Answer these questions using the passage on iterative Green's function calculations:
(a) How small can n be, and for what structure?
(b) Up to what range of hopping is the interaction H_I described?
(c) In what code is the complete procedure implemented?

──────── SELECTION

To this purpose, Green's functions are calculated iteratively by coupling together the $(n+1)\text{th}$-layer of unperturbed hamiltonian H_n+1 with the first n layers, described by the hamiltonian H_n:

$$\begin{eqnarray}&&{{H}_{0}}=\overset{{{H}_{n}}}{{\overbrace{{\underset{{{{\vec{k}}}_{//}}_{{}}}{\sum}\underset{i=1}{\overset{n}{\sum}}\varepsilon _{{{{\vec{k}}}_{//}}}^{(i)}\hat{c}_{i{{{\vec{k}}}_{//}}}^{\dagger}{{{\hat{c}}}_{i{{{\vec{k}}}_{//}}}}+\underset{{{{\vec{k}}}_{//}}}{{{\sum}^{}}}\underset{i\ne j}{\overset{n}{\sum}}{{t}_{ij{{{\vec{k}}}_{//}}}}\hat{c}_{i{{{\vec{k}}}_{//}}}^{\dagger}{{{\hat{c}}}_{j{{{\vec{k}}}_{//}}}}}}}}\quad +\overset{{{H}_{n+1}}}{{\overbrace{{\underset{{{{\vec{k}}}_{//}}}{{{\sum}^{}}}\varepsilon \hat{c}_{n+1{{{\vec{k}}}_{//}}}^{\dagger}{{{\hat{c}}}_{n+1{{{\vec{k}}}_{//}}}}}}}}\end{eqnarray} \tag{ 9 }$$

Here n can be as small as 1 for a bi-layer. Their interaction up to next-nearest-layer hopping, H_I, is described by:

$$\begin{eqnarray}&&{{H}_{I}}=\underset{H_{I}^{\left(n,n+1\right)}}{{\underbrace{{\underset{{{{\vec{k}}}_{//}}}{{{\sum}^{}}}{{t}_{n,n+1,{{{\vec{k}}}_{//}}}}\hat{c}_{n,{{{\vec{k}}}_{//}}}^{\dagger}{{{\hat{c}}}_{n+1,{{{\vec{k}}}_{//}}}}}}}}+\underset{H_{I}^{\left(n-1,n+1\right)}}{{\underbrace{{\underset{{{{\vec{k}}}_{//}}}{{{\sum}^{}}}{{t}_{n-1,n+1,{{{\vec{k}}}_{//}}}}\hat{c}_{n-1,{{{\vec{k}}}_{//}}}^{\dagger}{{{\hat{c}}}_{n+1,{{{\vec{k}}}_{//}}}}}}}}\end{eqnarray} \tag{ 10 }$$

A Fourier transform in ${{\vec{k}}_{//}}$ has been performed in the above equations to take into account the two-dimensional intra-layer periodicity. We notice that the calculation of Green's function of order n  +  1 proceeds iteratively, starting from the Green's function of two uncoupled layers, coupling them through H_I and using the result for the two coupled layers as an input for the calculation of n  +  1  =  3. And so on. The complete procedure, implemented in a FORTRAN code (BEEM v3.0), shall be published elsewhere.

────────────────
──────── DATA SUPPLIED

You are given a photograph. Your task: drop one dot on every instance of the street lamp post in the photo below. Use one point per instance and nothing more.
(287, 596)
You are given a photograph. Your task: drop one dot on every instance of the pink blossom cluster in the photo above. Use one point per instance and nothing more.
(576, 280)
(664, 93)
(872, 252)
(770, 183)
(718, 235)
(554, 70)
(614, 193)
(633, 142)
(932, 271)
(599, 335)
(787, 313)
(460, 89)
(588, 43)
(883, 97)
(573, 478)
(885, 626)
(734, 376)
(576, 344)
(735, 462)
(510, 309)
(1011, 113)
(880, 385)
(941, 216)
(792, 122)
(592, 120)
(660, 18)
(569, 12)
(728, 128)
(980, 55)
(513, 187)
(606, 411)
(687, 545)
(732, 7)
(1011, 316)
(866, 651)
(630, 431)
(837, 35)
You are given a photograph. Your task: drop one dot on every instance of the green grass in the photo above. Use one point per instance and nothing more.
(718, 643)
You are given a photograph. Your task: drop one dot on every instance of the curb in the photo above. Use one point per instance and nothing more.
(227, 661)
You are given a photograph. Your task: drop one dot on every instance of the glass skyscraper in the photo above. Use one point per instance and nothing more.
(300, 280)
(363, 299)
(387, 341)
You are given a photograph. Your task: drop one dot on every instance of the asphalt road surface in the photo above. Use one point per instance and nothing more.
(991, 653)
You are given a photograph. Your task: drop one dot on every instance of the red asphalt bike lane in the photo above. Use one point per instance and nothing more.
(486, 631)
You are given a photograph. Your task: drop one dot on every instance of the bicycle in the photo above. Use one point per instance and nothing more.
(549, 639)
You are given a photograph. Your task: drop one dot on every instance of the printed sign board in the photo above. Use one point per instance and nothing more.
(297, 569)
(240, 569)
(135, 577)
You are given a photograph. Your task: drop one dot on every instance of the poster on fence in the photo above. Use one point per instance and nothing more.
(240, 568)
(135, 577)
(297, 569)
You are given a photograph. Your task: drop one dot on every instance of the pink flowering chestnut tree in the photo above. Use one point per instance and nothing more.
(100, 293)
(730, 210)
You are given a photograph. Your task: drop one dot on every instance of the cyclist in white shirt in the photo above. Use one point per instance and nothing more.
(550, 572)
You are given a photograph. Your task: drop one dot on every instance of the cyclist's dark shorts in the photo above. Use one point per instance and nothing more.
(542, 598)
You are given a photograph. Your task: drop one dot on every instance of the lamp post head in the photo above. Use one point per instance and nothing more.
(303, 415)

────────────────

■ RESULT OF THE TASK:
(a) n can be as small as 1, for a bi-layer.
(b) H_I is described up to next-nearest-layer hopping.
(c) The complete procedure is implemented in a FORTRAN code, BEEM v3.0.